Rewrite each line from the start of the entries up to and including the line with "point(116, 28)", shifting every answer point by adding 14 to both of its coordinates. Leave the sample output lines unchanged.

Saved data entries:

--- begin ---

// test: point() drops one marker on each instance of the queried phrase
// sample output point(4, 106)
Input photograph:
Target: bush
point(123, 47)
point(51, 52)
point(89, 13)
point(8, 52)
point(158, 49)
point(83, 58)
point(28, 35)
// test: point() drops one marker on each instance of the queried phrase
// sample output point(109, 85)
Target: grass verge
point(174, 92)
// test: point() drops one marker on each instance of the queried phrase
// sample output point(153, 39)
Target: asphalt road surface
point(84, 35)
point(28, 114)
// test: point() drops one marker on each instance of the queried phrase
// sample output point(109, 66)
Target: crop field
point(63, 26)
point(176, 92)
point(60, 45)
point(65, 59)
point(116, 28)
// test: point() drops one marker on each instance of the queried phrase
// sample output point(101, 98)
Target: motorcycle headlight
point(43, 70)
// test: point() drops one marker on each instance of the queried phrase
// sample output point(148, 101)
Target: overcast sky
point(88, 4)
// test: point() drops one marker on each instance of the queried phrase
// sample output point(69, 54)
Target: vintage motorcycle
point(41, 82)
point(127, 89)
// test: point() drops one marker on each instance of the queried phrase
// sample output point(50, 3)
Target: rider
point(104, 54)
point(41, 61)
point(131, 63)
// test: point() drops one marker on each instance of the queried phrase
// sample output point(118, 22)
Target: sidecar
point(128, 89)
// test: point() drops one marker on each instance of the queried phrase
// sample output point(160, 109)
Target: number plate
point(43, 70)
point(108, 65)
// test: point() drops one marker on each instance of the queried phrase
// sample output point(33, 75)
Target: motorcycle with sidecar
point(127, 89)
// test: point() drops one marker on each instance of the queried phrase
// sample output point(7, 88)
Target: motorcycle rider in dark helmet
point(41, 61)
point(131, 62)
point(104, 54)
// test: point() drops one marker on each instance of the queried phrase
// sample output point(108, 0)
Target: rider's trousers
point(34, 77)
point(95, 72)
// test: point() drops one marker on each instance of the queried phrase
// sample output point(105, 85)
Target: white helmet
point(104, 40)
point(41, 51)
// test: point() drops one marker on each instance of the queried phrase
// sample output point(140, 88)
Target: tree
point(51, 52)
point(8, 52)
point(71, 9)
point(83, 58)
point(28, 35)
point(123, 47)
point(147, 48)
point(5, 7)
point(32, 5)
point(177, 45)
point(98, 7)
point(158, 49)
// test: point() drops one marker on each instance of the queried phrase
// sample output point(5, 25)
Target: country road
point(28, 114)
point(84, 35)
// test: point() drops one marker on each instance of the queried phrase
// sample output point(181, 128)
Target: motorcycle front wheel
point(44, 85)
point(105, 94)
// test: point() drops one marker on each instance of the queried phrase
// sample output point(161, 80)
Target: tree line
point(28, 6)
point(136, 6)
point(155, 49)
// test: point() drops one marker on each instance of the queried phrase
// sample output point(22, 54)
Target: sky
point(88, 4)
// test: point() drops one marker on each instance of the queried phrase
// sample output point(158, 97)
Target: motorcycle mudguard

--- end ---

Expected answer:
// test: point() drops one marker on each instance of the queried phrase
// sample output point(4, 106)
Input photograph:
Target: bush
point(137, 61)
point(65, 66)
point(103, 27)
point(22, 66)
point(172, 63)
point(97, 72)
point(42, 49)
// test: point() drops one marker on each instance of the queried phrase
// sample output point(109, 85)
Target: grass verge
point(188, 106)
// test: point() drops one marker on each instance of the queried phrase
// sample output point(153, 39)
Target: asphalt road surface
point(98, 49)
point(42, 128)
// test: point() drops one marker on each instance of the queried phrase
// sample output point(109, 66)
Target: crop field
point(77, 40)
point(190, 106)
point(74, 59)
point(79, 73)
point(130, 42)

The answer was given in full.